____ RAW DATA

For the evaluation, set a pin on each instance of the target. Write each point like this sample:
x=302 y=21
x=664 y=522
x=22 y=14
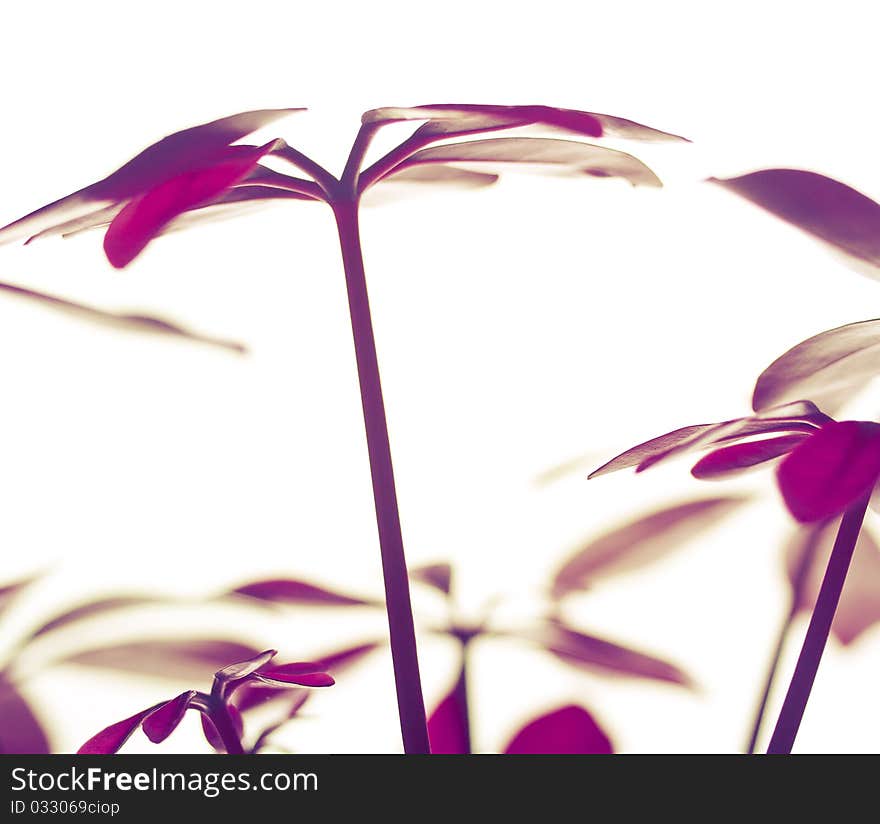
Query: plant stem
x=817 y=633
x=404 y=655
x=804 y=563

________

Reproduce every line of the material above word for word, omitting the pictures.

### CORRECT RESPONSE
For the evaluation, set a pin on each instance of the target. Write each point like this sample:
x=302 y=21
x=664 y=522
x=22 y=14
Query: plant stem
x=817 y=633
x=404 y=655
x=804 y=563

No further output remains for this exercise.